## Data for this task
•••

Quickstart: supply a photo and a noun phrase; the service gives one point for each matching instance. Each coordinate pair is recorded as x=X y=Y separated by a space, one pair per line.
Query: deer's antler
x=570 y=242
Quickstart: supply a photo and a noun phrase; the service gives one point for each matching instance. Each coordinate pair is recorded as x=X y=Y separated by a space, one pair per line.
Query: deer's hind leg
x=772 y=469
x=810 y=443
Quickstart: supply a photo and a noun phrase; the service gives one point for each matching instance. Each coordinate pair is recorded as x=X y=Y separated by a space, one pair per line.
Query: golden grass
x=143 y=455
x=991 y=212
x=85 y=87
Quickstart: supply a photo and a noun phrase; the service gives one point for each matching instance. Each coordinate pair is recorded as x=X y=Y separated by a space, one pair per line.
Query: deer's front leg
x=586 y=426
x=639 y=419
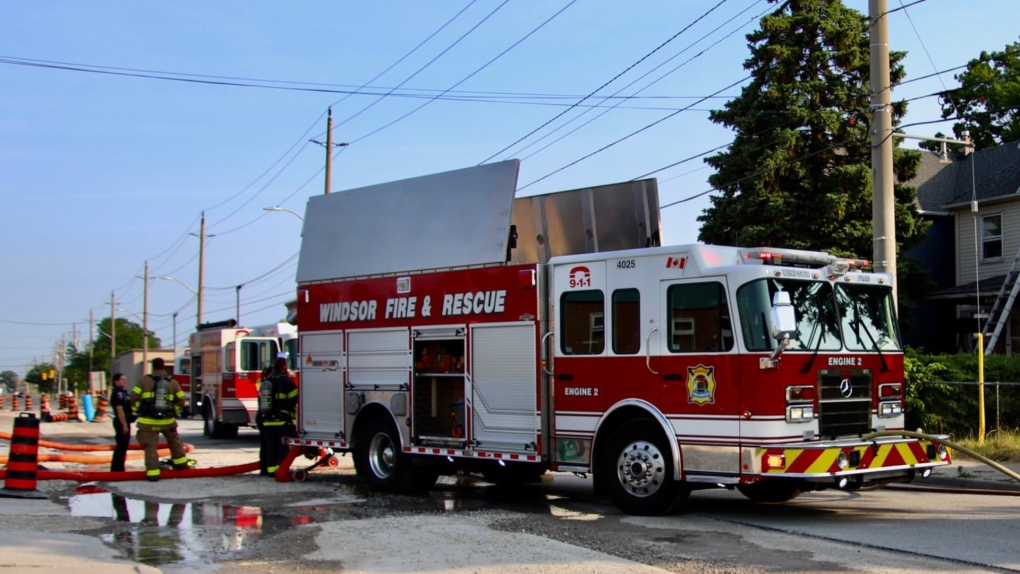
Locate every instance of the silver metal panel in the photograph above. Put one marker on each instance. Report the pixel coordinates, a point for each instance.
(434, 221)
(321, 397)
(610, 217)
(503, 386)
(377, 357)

•••

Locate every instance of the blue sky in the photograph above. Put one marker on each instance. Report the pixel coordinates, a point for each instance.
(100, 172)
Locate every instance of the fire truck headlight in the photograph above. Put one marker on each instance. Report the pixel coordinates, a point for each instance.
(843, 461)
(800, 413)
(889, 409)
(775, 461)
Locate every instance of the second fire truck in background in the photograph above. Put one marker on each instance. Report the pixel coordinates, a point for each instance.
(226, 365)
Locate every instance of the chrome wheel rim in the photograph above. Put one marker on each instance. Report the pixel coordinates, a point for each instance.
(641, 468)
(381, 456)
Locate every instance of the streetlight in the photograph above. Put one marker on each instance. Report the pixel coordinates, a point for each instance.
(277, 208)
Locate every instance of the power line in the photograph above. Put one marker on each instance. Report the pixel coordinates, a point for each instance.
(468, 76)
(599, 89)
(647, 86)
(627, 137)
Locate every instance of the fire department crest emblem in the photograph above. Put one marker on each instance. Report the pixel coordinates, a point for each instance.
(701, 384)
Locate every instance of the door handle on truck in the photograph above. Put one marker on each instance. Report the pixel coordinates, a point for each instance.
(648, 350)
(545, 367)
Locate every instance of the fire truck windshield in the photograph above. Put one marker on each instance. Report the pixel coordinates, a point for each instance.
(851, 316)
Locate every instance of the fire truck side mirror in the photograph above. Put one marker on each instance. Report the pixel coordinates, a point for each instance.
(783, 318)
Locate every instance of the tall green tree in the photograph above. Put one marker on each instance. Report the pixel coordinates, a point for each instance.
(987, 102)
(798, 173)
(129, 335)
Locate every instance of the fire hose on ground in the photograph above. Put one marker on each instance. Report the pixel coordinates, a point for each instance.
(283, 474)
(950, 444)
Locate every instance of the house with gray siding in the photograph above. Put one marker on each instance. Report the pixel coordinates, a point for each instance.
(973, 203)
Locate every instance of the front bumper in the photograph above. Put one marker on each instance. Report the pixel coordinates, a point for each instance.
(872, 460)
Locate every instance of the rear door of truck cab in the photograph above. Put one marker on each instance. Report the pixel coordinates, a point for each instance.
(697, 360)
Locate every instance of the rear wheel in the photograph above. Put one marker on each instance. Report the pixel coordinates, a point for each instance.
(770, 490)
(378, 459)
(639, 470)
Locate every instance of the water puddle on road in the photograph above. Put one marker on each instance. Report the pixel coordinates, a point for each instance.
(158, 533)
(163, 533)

•••

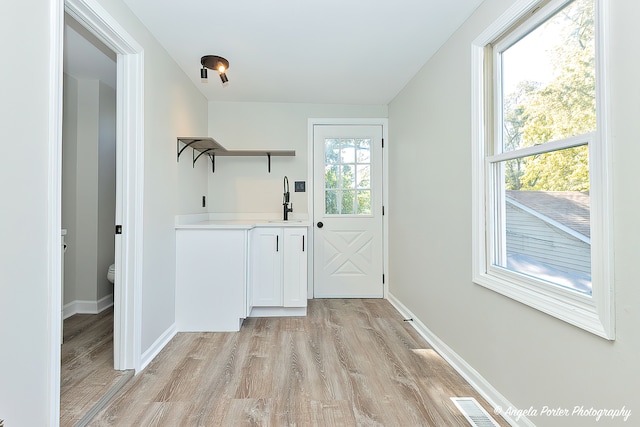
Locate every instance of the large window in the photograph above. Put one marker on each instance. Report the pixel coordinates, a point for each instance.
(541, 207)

•••

## Do this
Return every line of the material that contains the word "door", matching case exactly.

## Task output
Locate every instance of the door handle on truck in the photograph above. Put one marker on each instance. Report the pixel coordinates, a point for each instance.
Locate every instance of the rear door of truck cab in the photograph above. Put one marker on each instance. Report the pixel coordinates, a point for each instance.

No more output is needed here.